___ Records ___
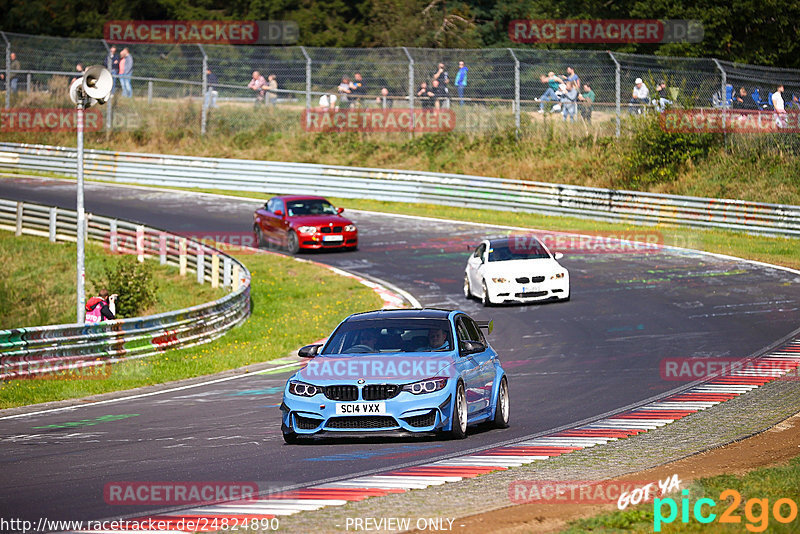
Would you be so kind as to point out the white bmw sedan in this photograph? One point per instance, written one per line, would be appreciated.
(515, 269)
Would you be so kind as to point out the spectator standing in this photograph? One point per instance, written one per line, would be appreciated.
(640, 97)
(272, 94)
(15, 68)
(357, 89)
(572, 77)
(553, 83)
(569, 102)
(258, 85)
(461, 81)
(211, 92)
(777, 103)
(425, 96)
(101, 308)
(662, 101)
(587, 99)
(384, 101)
(126, 71)
(444, 80)
(112, 64)
(345, 90)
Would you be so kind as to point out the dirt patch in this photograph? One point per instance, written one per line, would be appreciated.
(775, 446)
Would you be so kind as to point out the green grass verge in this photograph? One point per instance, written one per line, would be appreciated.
(293, 303)
(38, 282)
(767, 484)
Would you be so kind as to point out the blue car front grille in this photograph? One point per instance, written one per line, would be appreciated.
(343, 393)
(365, 422)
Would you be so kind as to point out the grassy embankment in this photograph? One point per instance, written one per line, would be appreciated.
(293, 303)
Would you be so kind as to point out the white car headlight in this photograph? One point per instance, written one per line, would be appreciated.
(302, 389)
(426, 386)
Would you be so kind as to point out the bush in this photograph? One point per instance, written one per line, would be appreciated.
(657, 156)
(133, 282)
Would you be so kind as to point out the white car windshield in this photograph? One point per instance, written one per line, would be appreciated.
(502, 252)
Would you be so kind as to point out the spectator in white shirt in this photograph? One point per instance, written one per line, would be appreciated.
(640, 97)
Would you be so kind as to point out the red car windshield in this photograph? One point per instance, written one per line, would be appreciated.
(312, 206)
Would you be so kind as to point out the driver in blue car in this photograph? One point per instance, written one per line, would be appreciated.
(437, 340)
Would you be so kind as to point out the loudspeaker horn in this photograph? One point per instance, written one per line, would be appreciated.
(97, 83)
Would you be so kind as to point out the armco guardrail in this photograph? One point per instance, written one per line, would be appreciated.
(28, 352)
(409, 186)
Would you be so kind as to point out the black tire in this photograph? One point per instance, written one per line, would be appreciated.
(292, 242)
(289, 436)
(459, 426)
(502, 410)
(260, 242)
(485, 296)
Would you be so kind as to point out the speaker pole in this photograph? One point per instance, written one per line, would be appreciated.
(81, 277)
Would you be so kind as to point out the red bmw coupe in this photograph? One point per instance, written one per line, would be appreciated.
(303, 222)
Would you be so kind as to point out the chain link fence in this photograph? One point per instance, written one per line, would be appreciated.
(207, 88)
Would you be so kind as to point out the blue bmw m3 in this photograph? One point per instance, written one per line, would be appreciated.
(418, 371)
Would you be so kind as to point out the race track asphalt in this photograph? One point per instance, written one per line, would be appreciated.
(566, 361)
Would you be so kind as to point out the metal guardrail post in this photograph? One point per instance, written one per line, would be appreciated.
(162, 248)
(308, 76)
(110, 103)
(203, 92)
(723, 93)
(618, 83)
(410, 86)
(52, 226)
(112, 238)
(20, 208)
(182, 256)
(215, 270)
(201, 268)
(226, 272)
(516, 91)
(8, 70)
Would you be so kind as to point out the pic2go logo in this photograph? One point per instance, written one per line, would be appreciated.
(756, 511)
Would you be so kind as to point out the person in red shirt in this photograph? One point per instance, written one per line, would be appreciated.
(101, 308)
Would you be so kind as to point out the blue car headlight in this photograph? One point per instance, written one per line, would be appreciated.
(302, 389)
(426, 386)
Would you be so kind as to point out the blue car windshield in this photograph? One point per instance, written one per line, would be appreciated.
(502, 252)
(311, 206)
(380, 336)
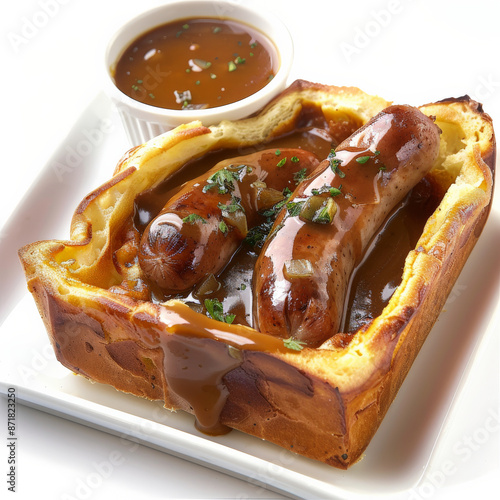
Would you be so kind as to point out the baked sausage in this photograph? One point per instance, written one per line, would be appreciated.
(201, 227)
(302, 273)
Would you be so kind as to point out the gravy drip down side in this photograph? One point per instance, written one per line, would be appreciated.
(302, 273)
(202, 226)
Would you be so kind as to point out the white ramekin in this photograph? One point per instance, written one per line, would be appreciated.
(142, 121)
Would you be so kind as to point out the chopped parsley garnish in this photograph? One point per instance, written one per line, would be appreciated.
(222, 227)
(294, 208)
(216, 311)
(225, 178)
(334, 164)
(300, 175)
(192, 218)
(258, 234)
(231, 207)
(295, 345)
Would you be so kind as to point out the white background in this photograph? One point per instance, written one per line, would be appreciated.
(52, 62)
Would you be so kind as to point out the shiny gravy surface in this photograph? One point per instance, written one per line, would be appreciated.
(374, 280)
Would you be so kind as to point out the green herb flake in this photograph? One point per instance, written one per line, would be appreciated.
(294, 208)
(216, 311)
(223, 227)
(295, 345)
(231, 207)
(334, 164)
(225, 178)
(327, 189)
(192, 218)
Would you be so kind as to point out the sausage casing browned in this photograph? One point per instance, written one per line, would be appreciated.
(302, 273)
(201, 227)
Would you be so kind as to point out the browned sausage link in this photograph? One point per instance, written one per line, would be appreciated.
(200, 228)
(302, 273)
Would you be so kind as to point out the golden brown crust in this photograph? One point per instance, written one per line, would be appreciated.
(323, 403)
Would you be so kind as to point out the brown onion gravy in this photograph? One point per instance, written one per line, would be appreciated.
(196, 63)
(372, 283)
(195, 361)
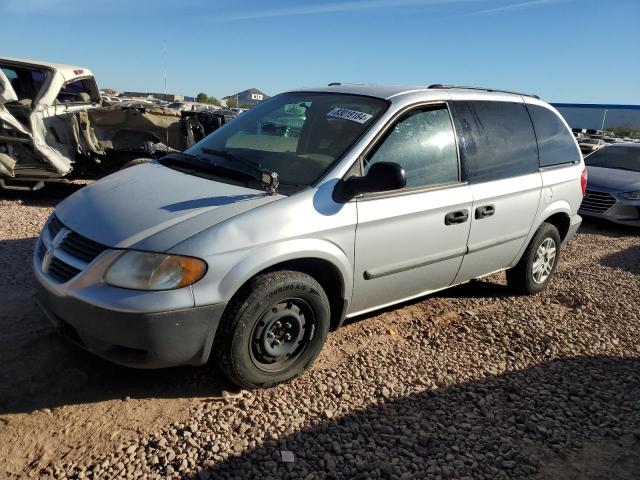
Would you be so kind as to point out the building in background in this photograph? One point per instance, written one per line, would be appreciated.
(599, 116)
(252, 96)
(167, 97)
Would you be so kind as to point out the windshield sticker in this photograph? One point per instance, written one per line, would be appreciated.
(347, 114)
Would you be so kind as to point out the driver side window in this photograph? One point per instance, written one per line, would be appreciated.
(423, 143)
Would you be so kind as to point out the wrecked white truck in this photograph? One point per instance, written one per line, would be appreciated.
(53, 127)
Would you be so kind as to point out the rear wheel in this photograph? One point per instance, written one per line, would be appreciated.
(273, 329)
(535, 269)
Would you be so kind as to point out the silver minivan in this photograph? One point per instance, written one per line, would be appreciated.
(315, 206)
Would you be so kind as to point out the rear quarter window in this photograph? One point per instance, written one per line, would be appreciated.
(496, 138)
(555, 141)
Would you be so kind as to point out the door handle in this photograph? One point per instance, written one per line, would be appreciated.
(485, 211)
(459, 216)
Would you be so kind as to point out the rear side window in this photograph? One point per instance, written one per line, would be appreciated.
(496, 138)
(555, 141)
(423, 143)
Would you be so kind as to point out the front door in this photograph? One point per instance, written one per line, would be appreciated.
(411, 242)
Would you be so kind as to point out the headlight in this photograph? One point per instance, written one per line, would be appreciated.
(154, 271)
(630, 195)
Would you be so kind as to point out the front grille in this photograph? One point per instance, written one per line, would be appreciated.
(54, 226)
(71, 255)
(597, 202)
(81, 247)
(61, 271)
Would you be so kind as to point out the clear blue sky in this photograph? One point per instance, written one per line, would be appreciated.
(566, 51)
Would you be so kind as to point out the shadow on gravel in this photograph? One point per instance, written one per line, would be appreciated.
(568, 419)
(627, 260)
(40, 369)
(608, 229)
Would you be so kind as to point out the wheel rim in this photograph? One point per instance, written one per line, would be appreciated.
(544, 260)
(281, 335)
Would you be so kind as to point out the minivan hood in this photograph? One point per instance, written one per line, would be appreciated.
(612, 180)
(153, 207)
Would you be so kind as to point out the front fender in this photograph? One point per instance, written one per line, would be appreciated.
(267, 256)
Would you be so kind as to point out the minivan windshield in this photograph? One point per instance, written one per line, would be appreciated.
(615, 156)
(298, 135)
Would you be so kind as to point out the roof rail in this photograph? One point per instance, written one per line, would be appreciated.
(439, 85)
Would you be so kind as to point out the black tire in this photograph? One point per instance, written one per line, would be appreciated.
(134, 162)
(273, 329)
(522, 277)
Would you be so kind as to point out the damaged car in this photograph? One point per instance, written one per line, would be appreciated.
(55, 128)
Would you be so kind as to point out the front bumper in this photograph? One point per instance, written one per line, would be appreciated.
(140, 340)
(623, 212)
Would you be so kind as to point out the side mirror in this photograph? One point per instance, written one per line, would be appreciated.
(381, 177)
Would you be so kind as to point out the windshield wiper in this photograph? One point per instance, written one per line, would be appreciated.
___
:: Problem to solve ::
Your answer must be the lines from the one that contains "Would you be so kind as to point out the shadow" through the last line of the entries above, copied exactly, with no other lines.

:: Response to this exercise ::
Would you be so kind as to point out the shadow on gravel in this photograph? One point per instance, written one per line, would be appreciated.
(568, 419)
(627, 260)
(40, 369)
(608, 229)
Would you be so kind as to point out the wheel rim in this photograph? One point per instance, written one per line, would be appreciated.
(544, 260)
(281, 335)
Would you be so kind as to point out the minivan hood in this photograph? One point per instance, written one per line, would be appreciated.
(612, 180)
(153, 207)
Would you be so kind as to point out the front fender in this photograph? One point per instance, written one per line, would be appreciated.
(267, 256)
Would you be so kind as to point out the minivan windshield in this photograph? One point per instance, written one per line, would be appreciated.
(615, 156)
(298, 135)
Would you be so kind as to point out the roof rail in this photograph? One point per instance, written one per line, would be appreciated.
(439, 85)
Would you be so kind as to point out the black tire in this photograph? One point per instance, written one per line, would be appreciated.
(134, 162)
(273, 329)
(522, 277)
Would you be so kind as to point out the damaged car in this photograph? One point per instance, written one per line, would be appreciated.
(55, 128)
Would you be so kind as to point out the front bumper in this photograph? One point per instance, written one per line, would be appreciated.
(140, 340)
(623, 212)
Would you be so kind as to point out the side mirror in this photograph? One point per instance, written one per line, would be appreciated.
(381, 177)
Would you be so kind as to point out the windshield wiper in this photograph? One point per instance, written one per line, would be appreciated.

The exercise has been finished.